Supporting research through HPC investment

By Dr. Andrew Richards, Head of Advanced Research Computing at the University of Oxford

At the University of Oxford we have a long history in High Performance Computing. Part of the Advanced Research Computing (ARC) facility at the University, our HPC resources help researchers access advanced research computing facilities locally, nationally and internationally. 

Research from the University is rich and diverse with all four Divisions of the University – Mathematical, Physical and Life Sciences; Medical Sciences; Social Sciences; and Humanities – having access to and, use of the HPC cluster. They conduct research into computational chemistry, engineering, financial modeling, and data mining of ancient documents. As well as this, researchers collaborate both nationally and internationally on projects like the T2K experiment using the J-PARC accelerator in Japan. It’s even used by anthropologists to study religious groups using agent-based modeling. 

With HPC resources being important to so many researchers we recently launched a new, upgraded cluster that we nicknamed ARCUS Phase B, to complement our existing ARCUS Phase A cluster. The new cluster also replaced an older SGI based system was coming to end of life and it really wasn’t as efficient as it used to be.

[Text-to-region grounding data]

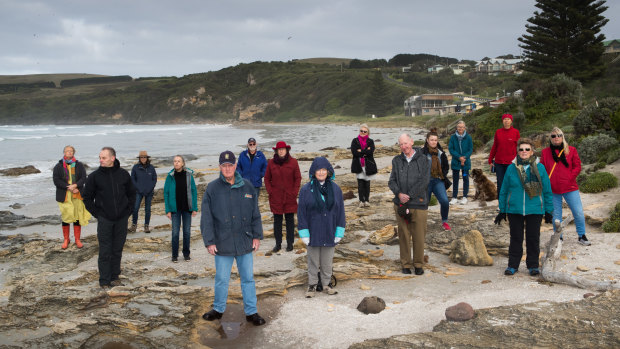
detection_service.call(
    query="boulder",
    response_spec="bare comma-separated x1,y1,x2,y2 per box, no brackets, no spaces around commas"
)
357,296,385,315
0,165,41,176
450,230,493,266
446,302,474,321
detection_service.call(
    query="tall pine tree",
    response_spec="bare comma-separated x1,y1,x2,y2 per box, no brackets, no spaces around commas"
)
366,70,390,116
519,0,609,81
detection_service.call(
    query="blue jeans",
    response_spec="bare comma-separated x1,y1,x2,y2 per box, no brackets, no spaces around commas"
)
495,164,510,199
131,192,153,225
170,211,192,258
553,190,586,237
213,252,257,315
452,170,469,199
428,178,450,223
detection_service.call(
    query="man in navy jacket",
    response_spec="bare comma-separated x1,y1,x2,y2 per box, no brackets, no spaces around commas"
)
237,138,267,196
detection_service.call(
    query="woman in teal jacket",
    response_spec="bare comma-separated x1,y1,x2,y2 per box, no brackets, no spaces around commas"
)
164,155,198,263
448,120,474,205
495,138,553,276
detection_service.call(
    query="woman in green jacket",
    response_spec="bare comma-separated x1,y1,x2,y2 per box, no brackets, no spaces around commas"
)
495,138,553,276
164,155,198,263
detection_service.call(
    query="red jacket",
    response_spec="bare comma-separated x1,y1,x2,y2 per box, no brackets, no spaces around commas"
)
265,157,301,214
489,126,521,165
540,146,581,194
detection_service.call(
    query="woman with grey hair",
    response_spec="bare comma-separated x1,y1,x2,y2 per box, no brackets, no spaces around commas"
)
351,124,377,207
540,127,591,246
448,120,474,205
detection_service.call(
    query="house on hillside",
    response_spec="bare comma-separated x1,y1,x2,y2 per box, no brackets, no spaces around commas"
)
603,39,620,54
426,64,446,74
476,58,522,75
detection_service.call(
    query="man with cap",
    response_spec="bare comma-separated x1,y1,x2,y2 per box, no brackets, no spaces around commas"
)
237,138,267,196
489,114,521,198
200,150,265,326
127,150,157,234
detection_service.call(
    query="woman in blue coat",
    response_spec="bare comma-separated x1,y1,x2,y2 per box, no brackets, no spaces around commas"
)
495,138,553,276
297,157,345,298
448,120,474,205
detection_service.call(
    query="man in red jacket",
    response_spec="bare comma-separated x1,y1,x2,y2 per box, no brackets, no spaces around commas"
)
489,114,521,197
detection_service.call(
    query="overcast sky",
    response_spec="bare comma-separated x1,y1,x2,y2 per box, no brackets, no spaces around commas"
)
0,0,620,78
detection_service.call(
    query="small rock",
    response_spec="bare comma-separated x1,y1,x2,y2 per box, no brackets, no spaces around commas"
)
342,190,356,200
446,302,474,321
357,296,385,315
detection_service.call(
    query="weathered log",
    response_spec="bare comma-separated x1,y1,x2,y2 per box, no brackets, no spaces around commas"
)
540,214,620,291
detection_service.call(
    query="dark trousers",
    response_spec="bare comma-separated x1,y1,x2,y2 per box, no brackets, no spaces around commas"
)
273,213,295,247
508,213,543,269
495,164,510,199
97,216,129,286
357,179,370,202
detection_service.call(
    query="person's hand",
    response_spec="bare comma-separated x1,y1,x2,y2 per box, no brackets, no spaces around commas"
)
207,245,217,256
545,212,553,224
398,193,409,204
495,212,507,225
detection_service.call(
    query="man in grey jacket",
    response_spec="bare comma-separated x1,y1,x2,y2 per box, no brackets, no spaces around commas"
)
200,150,265,326
388,133,431,275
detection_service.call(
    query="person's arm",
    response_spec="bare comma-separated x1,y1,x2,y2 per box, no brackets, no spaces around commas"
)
82,173,98,218
200,187,217,251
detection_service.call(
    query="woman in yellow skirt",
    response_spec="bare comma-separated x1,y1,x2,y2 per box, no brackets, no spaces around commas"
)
52,145,91,249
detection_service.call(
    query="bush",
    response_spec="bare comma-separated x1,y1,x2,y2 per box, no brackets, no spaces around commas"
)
577,134,618,164
579,172,618,193
602,202,620,233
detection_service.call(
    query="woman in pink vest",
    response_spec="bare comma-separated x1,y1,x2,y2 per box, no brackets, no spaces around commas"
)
540,127,591,246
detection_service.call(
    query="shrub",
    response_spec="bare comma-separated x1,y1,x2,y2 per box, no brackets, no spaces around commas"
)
579,172,618,193
602,202,620,233
577,134,618,164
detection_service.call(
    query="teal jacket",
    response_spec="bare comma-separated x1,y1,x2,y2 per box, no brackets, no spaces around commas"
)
164,167,198,213
499,159,553,216
448,134,474,171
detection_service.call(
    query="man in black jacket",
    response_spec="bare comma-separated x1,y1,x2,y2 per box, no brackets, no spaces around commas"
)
83,147,136,288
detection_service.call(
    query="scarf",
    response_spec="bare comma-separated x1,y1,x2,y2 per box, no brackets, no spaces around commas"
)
311,177,334,211
550,144,568,167
516,155,542,199
62,156,82,200
428,146,443,179
273,151,290,166
357,135,368,167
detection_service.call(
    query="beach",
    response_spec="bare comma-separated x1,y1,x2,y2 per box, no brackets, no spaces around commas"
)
0,125,620,348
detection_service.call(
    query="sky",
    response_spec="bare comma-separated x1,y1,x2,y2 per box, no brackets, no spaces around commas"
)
0,0,620,78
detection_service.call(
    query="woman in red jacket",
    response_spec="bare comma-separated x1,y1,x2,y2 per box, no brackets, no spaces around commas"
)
265,141,301,252
540,127,591,246
489,114,521,197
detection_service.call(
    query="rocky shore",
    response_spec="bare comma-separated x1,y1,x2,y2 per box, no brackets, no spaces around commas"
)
0,146,620,348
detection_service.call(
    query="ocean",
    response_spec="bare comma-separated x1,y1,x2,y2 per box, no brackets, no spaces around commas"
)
0,124,414,217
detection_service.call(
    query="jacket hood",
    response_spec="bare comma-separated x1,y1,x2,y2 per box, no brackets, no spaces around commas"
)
168,167,194,176
309,156,336,180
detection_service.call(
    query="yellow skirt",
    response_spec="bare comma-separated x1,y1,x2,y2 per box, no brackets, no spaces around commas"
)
58,193,91,227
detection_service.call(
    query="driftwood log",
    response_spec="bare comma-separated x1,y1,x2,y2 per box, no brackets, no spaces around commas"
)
540,214,620,291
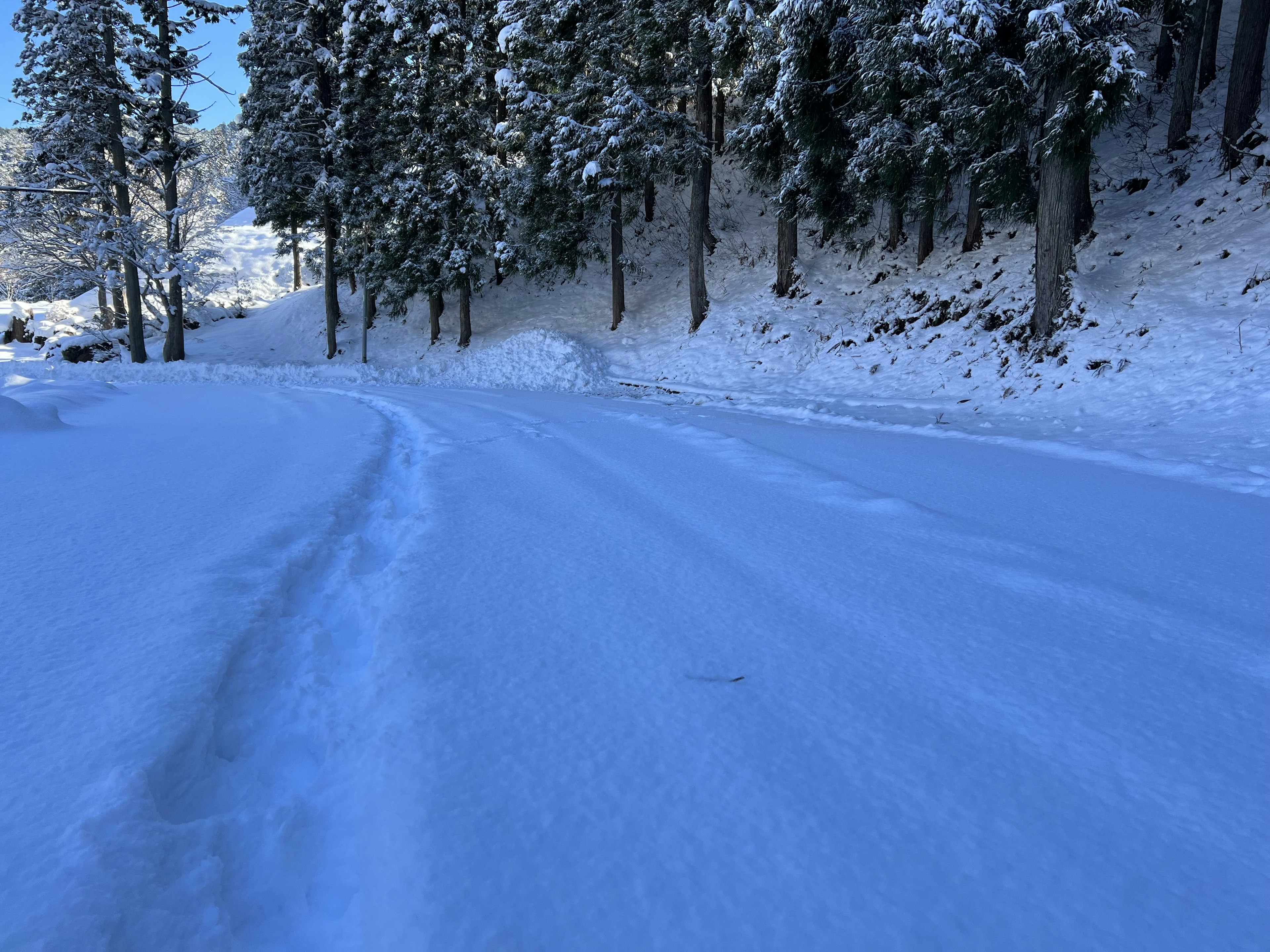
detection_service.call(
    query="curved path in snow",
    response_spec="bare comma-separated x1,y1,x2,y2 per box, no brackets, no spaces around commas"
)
0,385,1270,952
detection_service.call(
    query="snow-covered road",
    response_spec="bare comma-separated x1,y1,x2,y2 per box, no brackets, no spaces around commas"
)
0,382,1270,952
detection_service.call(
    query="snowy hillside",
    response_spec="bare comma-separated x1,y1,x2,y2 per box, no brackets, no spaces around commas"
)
0,7,1270,952
0,84,1270,493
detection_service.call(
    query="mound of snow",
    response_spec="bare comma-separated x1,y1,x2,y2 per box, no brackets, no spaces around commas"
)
0,396,65,433
419,329,608,392
11,330,614,393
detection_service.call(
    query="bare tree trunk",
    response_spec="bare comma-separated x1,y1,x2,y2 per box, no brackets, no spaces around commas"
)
104,24,146,363
776,217,798,297
1222,0,1270,169
688,60,712,333
961,179,983,254
886,202,904,251
1033,126,1082,337
1072,155,1093,244
1156,0,1181,89
309,4,339,361
321,198,339,361
458,274,472,346
110,286,128,329
917,210,935,265
428,293,446,345
1168,0,1204,148
291,222,300,291
714,89,728,155
608,190,626,330
155,3,186,363
1198,0,1222,93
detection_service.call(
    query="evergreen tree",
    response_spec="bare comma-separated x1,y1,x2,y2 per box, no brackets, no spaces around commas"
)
1168,0,1208,150
128,0,241,361
718,5,806,296
335,0,408,363
375,0,509,346
1196,0,1222,93
499,0,694,330
239,0,343,359
851,0,951,263
13,0,146,363
1025,0,1142,337
922,0,1035,253
1222,0,1270,169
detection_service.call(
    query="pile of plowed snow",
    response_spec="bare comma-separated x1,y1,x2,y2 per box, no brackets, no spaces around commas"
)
14,330,614,393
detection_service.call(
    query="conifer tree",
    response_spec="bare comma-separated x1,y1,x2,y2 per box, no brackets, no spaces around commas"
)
922,0,1035,253
13,0,146,363
128,0,241,361
335,0,408,363
852,0,951,263
1025,0,1142,337
499,0,691,330
1168,0,1208,148
1222,0,1270,169
376,0,509,346
239,0,343,359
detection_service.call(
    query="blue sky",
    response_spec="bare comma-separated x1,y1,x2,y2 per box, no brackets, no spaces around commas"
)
0,0,249,126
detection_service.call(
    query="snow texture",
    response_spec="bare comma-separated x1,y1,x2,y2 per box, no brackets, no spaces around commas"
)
0,22,1270,952
0,381,1270,949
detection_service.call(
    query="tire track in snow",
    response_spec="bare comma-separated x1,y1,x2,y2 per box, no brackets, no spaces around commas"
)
51,388,429,951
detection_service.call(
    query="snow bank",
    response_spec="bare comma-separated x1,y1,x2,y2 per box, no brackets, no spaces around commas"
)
0,330,614,393
0,396,64,433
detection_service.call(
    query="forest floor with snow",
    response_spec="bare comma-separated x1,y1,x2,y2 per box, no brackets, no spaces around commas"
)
0,54,1270,952
0,72,1270,493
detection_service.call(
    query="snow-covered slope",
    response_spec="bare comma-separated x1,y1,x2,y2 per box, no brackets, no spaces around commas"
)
0,41,1270,491
0,381,1270,952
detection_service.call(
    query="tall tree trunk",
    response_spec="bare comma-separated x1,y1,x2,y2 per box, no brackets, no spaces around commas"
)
1072,155,1093,244
1168,0,1204,148
886,202,904,251
291,222,300,291
1031,76,1088,339
1222,0,1270,169
917,210,935,265
688,60,714,333
1196,0,1222,93
110,282,128,330
104,23,146,363
608,190,626,330
321,198,339,361
961,179,983,254
155,3,186,362
776,216,798,297
714,89,728,155
309,4,339,361
458,274,472,346
1156,0,1182,89
362,281,375,363
428,292,446,346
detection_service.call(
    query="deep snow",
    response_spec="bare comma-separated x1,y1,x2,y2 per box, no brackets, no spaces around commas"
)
0,4,1270,952
0,60,1270,494
0,381,1270,952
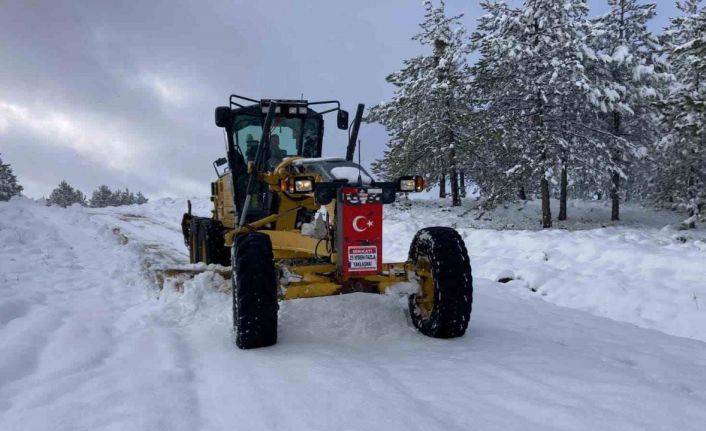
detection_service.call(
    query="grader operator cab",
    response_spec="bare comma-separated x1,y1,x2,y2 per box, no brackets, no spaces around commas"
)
182,95,473,349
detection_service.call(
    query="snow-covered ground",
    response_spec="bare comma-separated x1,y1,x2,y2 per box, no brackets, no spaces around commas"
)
0,199,706,431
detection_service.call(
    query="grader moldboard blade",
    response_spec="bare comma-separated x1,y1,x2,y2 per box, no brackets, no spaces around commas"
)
152,263,233,292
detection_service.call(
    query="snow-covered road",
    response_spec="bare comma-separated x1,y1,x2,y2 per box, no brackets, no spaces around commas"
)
0,200,706,431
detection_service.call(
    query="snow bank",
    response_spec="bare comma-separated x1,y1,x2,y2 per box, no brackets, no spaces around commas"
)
384,202,706,341
0,199,706,431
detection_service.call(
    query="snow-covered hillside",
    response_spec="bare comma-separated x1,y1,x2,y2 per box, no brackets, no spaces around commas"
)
0,199,706,431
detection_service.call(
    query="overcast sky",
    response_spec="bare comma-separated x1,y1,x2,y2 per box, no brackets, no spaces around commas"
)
0,0,676,197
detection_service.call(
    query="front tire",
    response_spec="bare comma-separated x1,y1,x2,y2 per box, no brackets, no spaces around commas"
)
409,227,473,338
233,232,279,349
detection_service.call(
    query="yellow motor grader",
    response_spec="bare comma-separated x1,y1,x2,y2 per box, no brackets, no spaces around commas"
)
182,95,473,349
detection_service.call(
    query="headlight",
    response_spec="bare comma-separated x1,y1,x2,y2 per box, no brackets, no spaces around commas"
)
400,178,415,192
294,178,314,193
399,175,427,192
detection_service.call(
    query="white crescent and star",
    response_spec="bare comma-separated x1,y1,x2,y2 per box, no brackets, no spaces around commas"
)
353,216,373,232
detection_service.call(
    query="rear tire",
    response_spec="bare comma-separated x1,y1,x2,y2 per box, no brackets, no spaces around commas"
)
199,219,230,266
409,227,473,338
233,232,279,349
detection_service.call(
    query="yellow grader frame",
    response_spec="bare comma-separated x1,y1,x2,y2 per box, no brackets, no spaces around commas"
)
182,95,473,349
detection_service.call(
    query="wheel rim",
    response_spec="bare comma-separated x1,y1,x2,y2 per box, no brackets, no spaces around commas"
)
414,256,434,317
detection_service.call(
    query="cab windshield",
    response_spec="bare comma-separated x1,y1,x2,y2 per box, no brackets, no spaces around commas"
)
233,114,321,167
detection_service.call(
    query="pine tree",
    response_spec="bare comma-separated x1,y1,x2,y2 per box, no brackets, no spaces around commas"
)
0,154,23,201
135,192,149,205
47,181,86,208
589,0,668,220
655,0,706,227
473,0,600,228
90,185,113,208
366,1,471,206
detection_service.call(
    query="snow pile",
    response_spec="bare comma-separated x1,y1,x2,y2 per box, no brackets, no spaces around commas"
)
0,200,706,431
383,201,706,341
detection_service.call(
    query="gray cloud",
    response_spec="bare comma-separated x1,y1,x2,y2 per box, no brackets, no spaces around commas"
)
0,0,673,196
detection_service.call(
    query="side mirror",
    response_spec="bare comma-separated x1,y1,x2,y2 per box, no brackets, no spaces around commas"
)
216,106,232,127
336,109,348,130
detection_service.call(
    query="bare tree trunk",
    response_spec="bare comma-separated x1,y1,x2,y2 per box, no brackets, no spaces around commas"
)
559,165,569,221
540,178,552,229
610,172,620,221
451,167,461,207
439,174,446,199
610,112,620,221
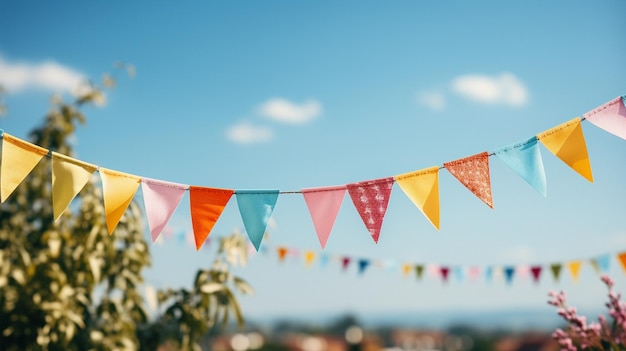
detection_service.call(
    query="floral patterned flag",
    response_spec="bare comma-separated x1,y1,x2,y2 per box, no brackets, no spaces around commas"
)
394,166,439,230
583,95,626,139
302,185,346,250
189,186,234,250
443,152,493,208
100,167,141,234
141,178,189,243
0,133,48,203
537,117,593,183
52,151,98,221
347,177,394,243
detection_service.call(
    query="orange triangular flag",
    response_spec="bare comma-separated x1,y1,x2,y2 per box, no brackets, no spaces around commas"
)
402,263,413,276
617,252,626,272
52,151,98,221
567,261,582,282
0,133,48,203
394,166,439,230
537,117,593,183
277,246,289,262
443,152,493,208
304,251,315,266
100,168,141,234
189,186,235,250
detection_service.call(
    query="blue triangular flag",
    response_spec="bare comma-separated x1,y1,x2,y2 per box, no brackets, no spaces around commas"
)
235,190,279,251
504,266,515,284
495,136,548,197
317,253,330,267
591,254,611,273
359,258,370,274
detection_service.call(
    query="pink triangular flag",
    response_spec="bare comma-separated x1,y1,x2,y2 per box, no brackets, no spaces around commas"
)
141,178,189,243
583,96,626,140
443,152,493,208
302,185,346,250
347,177,395,243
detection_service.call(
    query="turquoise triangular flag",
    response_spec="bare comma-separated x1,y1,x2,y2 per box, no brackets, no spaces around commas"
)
235,190,279,251
495,136,548,197
359,258,370,274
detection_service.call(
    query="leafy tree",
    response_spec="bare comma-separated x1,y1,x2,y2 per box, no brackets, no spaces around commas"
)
0,64,251,350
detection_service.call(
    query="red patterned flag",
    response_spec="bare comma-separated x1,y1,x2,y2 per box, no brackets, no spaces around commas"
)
443,152,493,208
347,177,394,243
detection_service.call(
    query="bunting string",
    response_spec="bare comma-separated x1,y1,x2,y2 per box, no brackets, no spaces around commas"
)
0,95,626,252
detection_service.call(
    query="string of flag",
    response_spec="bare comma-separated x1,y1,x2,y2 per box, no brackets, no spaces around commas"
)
252,246,626,284
0,95,626,251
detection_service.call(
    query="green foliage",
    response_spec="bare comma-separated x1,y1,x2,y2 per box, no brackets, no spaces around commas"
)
0,64,252,350
140,233,253,350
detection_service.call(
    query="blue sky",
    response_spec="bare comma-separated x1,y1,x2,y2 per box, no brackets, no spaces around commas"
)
0,1,626,328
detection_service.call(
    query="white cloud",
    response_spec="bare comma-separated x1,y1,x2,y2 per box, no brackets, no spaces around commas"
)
452,73,528,106
257,98,322,124
0,57,85,92
417,91,446,111
226,122,274,144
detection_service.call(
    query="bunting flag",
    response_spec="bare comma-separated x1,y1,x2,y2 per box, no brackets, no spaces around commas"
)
341,257,350,272
583,95,626,140
504,266,515,285
189,186,234,250
235,190,279,251
277,246,289,262
100,167,141,235
439,267,450,283
347,177,394,243
617,252,626,272
443,152,493,208
591,254,611,274
304,251,315,267
415,264,424,280
359,258,370,274
394,166,439,230
0,133,48,203
302,185,346,250
567,260,582,282
550,263,563,282
467,266,480,281
537,117,593,183
495,136,548,197
141,178,189,242
402,263,411,276
52,151,98,221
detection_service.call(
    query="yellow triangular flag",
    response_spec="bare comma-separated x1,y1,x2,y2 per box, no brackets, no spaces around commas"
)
52,151,98,221
537,117,593,183
0,133,48,202
567,261,582,282
304,251,315,267
394,166,439,230
100,168,141,234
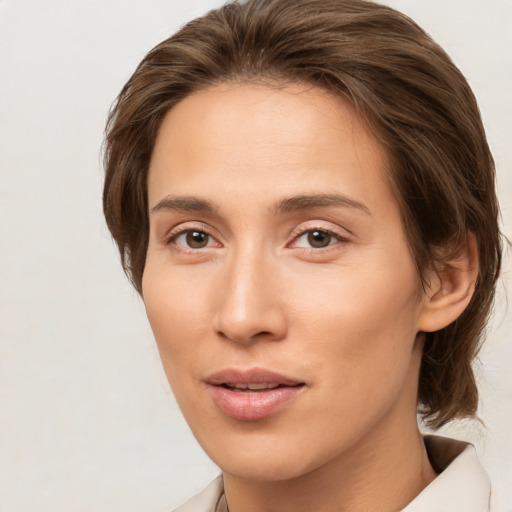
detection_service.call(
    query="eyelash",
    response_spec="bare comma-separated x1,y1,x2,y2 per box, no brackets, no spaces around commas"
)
165,226,348,253
287,226,348,254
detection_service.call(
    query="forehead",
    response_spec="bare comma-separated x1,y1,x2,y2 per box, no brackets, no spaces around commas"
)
148,84,389,214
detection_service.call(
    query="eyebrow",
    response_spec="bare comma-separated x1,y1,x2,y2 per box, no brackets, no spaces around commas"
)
274,194,371,215
151,194,371,215
151,196,215,213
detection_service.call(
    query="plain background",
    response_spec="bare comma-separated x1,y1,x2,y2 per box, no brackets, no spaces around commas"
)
0,0,512,512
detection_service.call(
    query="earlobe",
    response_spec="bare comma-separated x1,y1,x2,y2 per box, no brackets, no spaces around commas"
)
418,233,479,332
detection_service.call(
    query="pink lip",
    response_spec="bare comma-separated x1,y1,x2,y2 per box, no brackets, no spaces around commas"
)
206,369,304,421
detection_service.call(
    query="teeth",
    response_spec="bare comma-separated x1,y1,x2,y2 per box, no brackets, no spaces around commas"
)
228,383,279,391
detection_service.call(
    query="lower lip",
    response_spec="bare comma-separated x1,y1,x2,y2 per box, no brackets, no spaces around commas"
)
209,385,304,421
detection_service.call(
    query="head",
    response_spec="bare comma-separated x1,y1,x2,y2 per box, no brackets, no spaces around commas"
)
104,0,501,440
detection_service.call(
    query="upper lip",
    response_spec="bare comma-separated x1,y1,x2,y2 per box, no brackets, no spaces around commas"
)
206,368,304,386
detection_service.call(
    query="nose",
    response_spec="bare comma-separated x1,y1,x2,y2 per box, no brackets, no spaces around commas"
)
214,253,287,344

> **YOUR OBJECTIVE**:
Condense the paragraph of the Oxford HPC text that opens "Research from the University is rich and diverse" into a bulleted list that retains its main facts. The data play no part in the work on the text.

> **OUTPUT FOR THIS TASK**:
- All four Divisions of the University have access to and use the HPC cluster: Mathematical, Physical and Life Sciences; Medical Sciences; Social Sciences; and Humanities.
- Research areas include computational chemistry, engineering, financial modeling, and data mining of ancient documents.
- Researchers collaborate nationally and internationally on projects such as the T2K experiment using the J-PARC accelerator in Japan.
- Anthropologists use it to study religious groups with agent-based modeling.